• SET EXERCISE
Output the rows below as a JSON list of strings, one string per line, without blank lines.

Stored data entries
════
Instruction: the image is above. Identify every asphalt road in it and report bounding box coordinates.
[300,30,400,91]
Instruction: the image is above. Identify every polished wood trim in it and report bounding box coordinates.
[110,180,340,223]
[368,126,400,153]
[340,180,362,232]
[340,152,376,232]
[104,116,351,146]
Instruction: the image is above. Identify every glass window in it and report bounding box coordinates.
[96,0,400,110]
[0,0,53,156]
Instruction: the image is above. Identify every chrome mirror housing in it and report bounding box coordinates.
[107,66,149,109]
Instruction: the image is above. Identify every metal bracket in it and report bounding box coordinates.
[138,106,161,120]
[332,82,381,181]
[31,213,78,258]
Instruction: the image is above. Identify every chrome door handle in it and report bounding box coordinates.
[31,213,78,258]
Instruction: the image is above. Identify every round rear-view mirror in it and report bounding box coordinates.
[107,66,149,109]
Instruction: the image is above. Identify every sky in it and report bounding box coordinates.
════
• CORRECT RESPONSE
[
  "Instruction: the image is above. Identify every asphalt road in it and report bounding box coordinates.",
  "[300,30,400,91]",
  "Instruction: the image is above. Identify every polished wood trim in it and report bounding box coordinates.",
  "[110,180,340,223]",
  "[368,126,400,153]",
  "[340,180,362,232]",
  "[340,152,376,232]",
  "[104,116,351,146]",
  "Instruction: the image is above. Identify every glass window in it and report bounding box coordinates.",
  "[96,0,400,110]",
  "[0,0,53,156]",
  "Instruction: the image is above. Identify every chrome mirror housing in it and report bounding box coordinates.",
  "[107,66,149,109]",
  "Instruction: the image is above. Identify every metal bracket in it and report bounding box coordinates.",
  "[138,106,161,120]",
  "[332,82,381,181]",
  "[31,213,78,258]",
  "Instruction: the image is above. Identify every chrome door handle in it and report bounding box coordinates.",
  "[31,213,78,258]",
  "Instruction: the image is above. Identify every round rear-view mirror in it and report bounding box coordinates.",
  "[107,66,149,109]",
  "Instruction: the image is above. Identify every sky in it and report bounding box coordinates."
]